__Written problem__
Put every line of the records below into a JSON list of strings, one string per line, leaving out blank lines and the pictures.

_____

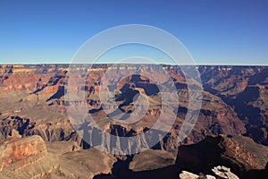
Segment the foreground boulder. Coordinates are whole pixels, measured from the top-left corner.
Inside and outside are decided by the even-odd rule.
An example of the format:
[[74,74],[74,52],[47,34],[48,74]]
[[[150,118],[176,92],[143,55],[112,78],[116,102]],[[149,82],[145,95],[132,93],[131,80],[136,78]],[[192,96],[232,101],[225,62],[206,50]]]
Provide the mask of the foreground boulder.
[[230,172],[230,169],[223,166],[218,166],[212,169],[214,175],[195,175],[190,172],[182,171],[180,174],[180,179],[239,179],[236,175]]

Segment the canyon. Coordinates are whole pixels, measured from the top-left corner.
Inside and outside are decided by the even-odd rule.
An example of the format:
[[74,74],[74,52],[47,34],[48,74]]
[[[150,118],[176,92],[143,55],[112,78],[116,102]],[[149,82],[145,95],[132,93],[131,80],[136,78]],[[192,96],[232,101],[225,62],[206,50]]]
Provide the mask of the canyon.
[[[197,66],[203,85],[200,114],[190,133],[178,142],[189,103],[188,81],[179,66],[161,65],[178,90],[180,106],[169,112],[176,115],[176,120],[168,133],[155,131],[159,140],[150,149],[124,156],[95,149],[93,134],[85,140],[66,109],[87,107],[99,126],[92,129],[96,135],[105,131],[132,137],[148,131],[162,113],[157,85],[143,75],[129,75],[117,81],[113,88],[122,113],[131,114],[137,94],[147,96],[149,105],[136,123],[122,123],[117,114],[114,116],[122,121],[113,120],[113,115],[105,112],[99,95],[101,81],[110,66],[72,65],[85,73],[81,87],[85,100],[77,102],[65,97],[66,85],[73,82],[69,81],[68,64],[0,65],[1,178],[179,178],[182,170],[212,174],[216,166],[231,168],[240,178],[266,174],[268,67]],[[159,66],[147,67],[161,84],[167,81],[159,74]],[[110,77],[113,81],[116,81],[120,70]],[[165,115],[165,123],[171,116]],[[112,145],[107,137],[101,139],[96,145],[104,147],[109,141],[111,151],[123,153],[124,144]],[[144,146],[152,141],[141,140]]]

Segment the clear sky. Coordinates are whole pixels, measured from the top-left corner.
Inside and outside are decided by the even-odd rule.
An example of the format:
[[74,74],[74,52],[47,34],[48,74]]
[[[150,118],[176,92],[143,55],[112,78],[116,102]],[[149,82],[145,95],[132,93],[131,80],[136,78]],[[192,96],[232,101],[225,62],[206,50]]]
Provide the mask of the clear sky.
[[266,0],[0,0],[0,64],[70,63],[90,37],[147,24],[200,64],[268,64]]

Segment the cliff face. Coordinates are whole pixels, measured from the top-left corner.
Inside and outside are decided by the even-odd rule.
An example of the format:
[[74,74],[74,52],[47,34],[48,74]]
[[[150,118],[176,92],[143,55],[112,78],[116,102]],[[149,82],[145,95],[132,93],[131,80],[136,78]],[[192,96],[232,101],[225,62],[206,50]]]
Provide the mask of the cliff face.
[[[79,68],[80,65],[78,65]],[[95,65],[88,72],[84,90],[89,113],[102,129],[113,132],[116,124],[106,120],[98,96],[100,81],[109,65]],[[178,147],[176,137],[188,110],[188,88],[183,72],[177,66],[163,66],[172,76],[180,99],[178,117],[171,132],[155,149]],[[165,79],[151,66],[150,72],[163,83]],[[208,134],[246,134],[255,141],[267,141],[267,68],[239,66],[199,66],[204,86],[202,108],[192,132],[183,141],[194,143]],[[64,100],[64,85],[68,65],[1,65],[0,116],[1,136],[12,129],[23,136],[40,135],[45,141],[75,141],[81,139],[73,130],[66,114],[66,105],[79,107]],[[120,72],[120,71],[118,72]],[[113,78],[116,79],[119,73]],[[118,105],[126,113],[131,109],[131,95],[144,93],[151,102],[146,115],[135,125],[121,125],[119,133],[133,135],[150,128],[160,115],[159,91],[151,80],[144,76],[130,76],[118,83]],[[168,118],[168,116],[167,116]],[[107,123],[102,125],[103,123]],[[124,130],[124,128],[126,130]],[[82,145],[82,144],[81,144]]]
[[19,170],[47,155],[45,141],[39,136],[10,138],[1,145],[0,171]]

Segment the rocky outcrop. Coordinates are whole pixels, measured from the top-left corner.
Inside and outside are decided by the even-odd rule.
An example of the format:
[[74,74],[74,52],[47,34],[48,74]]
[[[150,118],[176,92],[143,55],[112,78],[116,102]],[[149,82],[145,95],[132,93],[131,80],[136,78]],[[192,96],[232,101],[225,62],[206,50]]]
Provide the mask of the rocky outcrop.
[[[241,175],[250,169],[265,167],[265,163],[262,161],[264,157],[255,158],[258,153],[267,156],[268,149],[249,149],[234,138],[207,136],[197,144],[180,146],[176,164],[183,170],[197,174],[209,173],[214,166],[223,165]],[[264,160],[267,162],[267,158]]]
[[230,168],[223,166],[218,166],[212,169],[214,175],[195,175],[190,172],[182,171],[180,174],[180,179],[239,179],[235,174],[231,173]]
[[21,169],[47,155],[44,141],[37,135],[29,138],[9,138],[1,145],[0,150],[0,171],[4,168]]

_____

__Solved exercise__
[
  "Segment the foreground boulder. Coordinates are whole pixels, measured from the top-left corner.",
  "Inside and outside are decided by the even-odd rule.",
  "An example of the format:",
  "[[74,74],[74,52],[47,34],[48,74]]",
  "[[[150,118],[176,92],[143,55],[112,78],[116,102]],[[149,82],[145,95],[132,93],[131,80],[136,78]],[[192,96],[232,101],[225,62],[206,50]]]",
  "Provide the mask of the foreground boulder.",
  "[[230,172],[230,169],[223,166],[218,166],[212,169],[214,175],[195,175],[190,172],[182,171],[180,174],[180,179],[239,179],[236,175]]",
  "Segment the canyon. Coordinates are whole pixels, measured from the top-left corner.",
  "Inside and outside are decided by the even-odd rule.",
  "An example of the format:",
  "[[74,74],[74,52],[47,34],[48,74]]",
  "[[[150,118],[176,92],[143,55],[112,78],[116,102]],[[149,82],[145,95],[132,93],[131,80],[136,78]],[[192,96],[232,101],[225,62],[206,50]]]",
  "Provide the mask of the canyon.",
  "[[[197,66],[203,85],[200,114],[190,133],[178,142],[189,103],[188,81],[179,66],[161,65],[178,90],[180,106],[169,112],[176,115],[176,120],[168,133],[155,131],[159,140],[150,149],[124,156],[95,149],[93,134],[85,140],[66,109],[87,107],[99,126],[92,129],[96,135],[105,131],[132,137],[148,131],[162,113],[157,85],[143,75],[129,75],[117,81],[113,88],[122,113],[131,114],[137,94],[147,96],[149,105],[136,123],[122,123],[117,114],[114,116],[122,121],[113,120],[113,115],[105,112],[99,95],[101,81],[110,66],[72,65],[85,73],[81,87],[85,100],[77,102],[65,97],[66,85],[73,82],[69,81],[68,64],[0,65],[1,178],[179,178],[182,170],[212,174],[216,166],[231,168],[240,178],[266,174],[268,67]],[[159,66],[147,67],[161,84],[167,81],[159,74]],[[110,77],[113,81],[116,81],[120,70]],[[165,115],[165,123],[171,116]],[[112,145],[107,137],[101,139],[96,145],[104,147],[109,141],[111,151],[123,153],[124,144]],[[144,146],[152,141],[141,140]]]",
  "Segment the clear sky. Coordinates are whole pixels, measured from the top-left corner.",
  "Inside and outside are decided by the even-odd rule.",
  "An example of the format:",
  "[[74,74],[74,52],[47,34],[48,74]]",
  "[[[150,118],[176,92],[143,55],[112,78],[116,102]],[[149,82],[145,95],[132,93],[131,80],[136,78]],[[192,96],[232,101],[225,62],[206,50]]]",
  "Provide the mask of the clear sky.",
  "[[266,0],[0,0],[0,64],[70,63],[90,37],[147,24],[200,64],[268,64]]",
  "Segment the cliff face. Coordinates are whole pixels, measured from the top-left corner.",
  "Inside and outside are decided by the even-odd rule.",
  "An example of the format:",
  "[[74,74],[74,52],[47,34],[48,74]]",
  "[[[150,118],[176,92],[143,55],[112,78],[116,102]],[[149,82],[145,95],[132,93],[131,80],[136,78]],[[192,96],[232,101],[225,62],[206,50]]]",
  "Provide the mask of the cliff face.",
  "[[[79,68],[80,65],[78,65]],[[95,65],[88,72],[84,90],[89,113],[102,129],[113,132],[116,124],[106,120],[98,96],[100,81],[109,65]],[[178,147],[176,137],[188,110],[188,88],[183,72],[177,66],[163,66],[172,76],[180,99],[178,117],[171,132],[155,149]],[[165,79],[151,66],[150,72],[163,83]],[[208,134],[246,134],[255,141],[267,141],[267,68],[239,66],[199,66],[204,86],[202,108],[192,132],[183,141],[194,143]],[[64,100],[64,85],[68,65],[1,65],[0,116],[1,136],[12,129],[23,136],[40,135],[45,141],[75,141],[81,139],[73,130],[66,114],[66,105],[79,107]],[[120,72],[120,71],[118,72]],[[113,78],[116,79],[119,73]],[[118,105],[126,113],[131,109],[131,95],[144,93],[151,102],[146,115],[135,125],[121,125],[119,133],[133,135],[150,128],[160,115],[159,91],[151,80],[144,76],[130,76],[118,83]],[[168,118],[168,116],[167,116]],[[107,123],[102,125],[103,123]],[[124,130],[124,128],[126,130]],[[82,145],[82,144],[81,144]]]",
  "[[19,170],[47,155],[45,141],[39,136],[10,138],[1,145],[0,171]]",
  "Segment the rocky outcrop. Coordinates are whole pixels, measured from the top-left corner.",
  "Inside and outside are decided by the even-odd rule.",
  "An example of the format:",
  "[[74,74],[74,52],[47,34],[48,74]]",
  "[[[150,118],[176,92],[143,55],[112,78],[116,102]],[[149,82],[145,95],[132,93],[131,80],[136,78]],[[192,96],[232,101],[225,62],[206,50]]]",
  "Provide the mask of the rocky outcrop.",
  "[[[241,175],[250,169],[265,167],[265,163],[262,161],[264,157],[255,158],[258,153],[267,156],[268,149],[249,149],[234,138],[207,136],[197,144],[180,146],[176,164],[183,170],[197,174],[209,173],[214,166],[223,165]],[[264,160],[267,162],[267,158]]]",
  "[[230,168],[223,166],[218,166],[212,169],[214,175],[195,175],[190,172],[182,171],[180,174],[180,179],[239,179],[235,174],[231,173]]",
  "[[21,169],[47,155],[44,141],[37,135],[29,138],[9,138],[1,145],[0,150],[0,171],[4,168]]"
]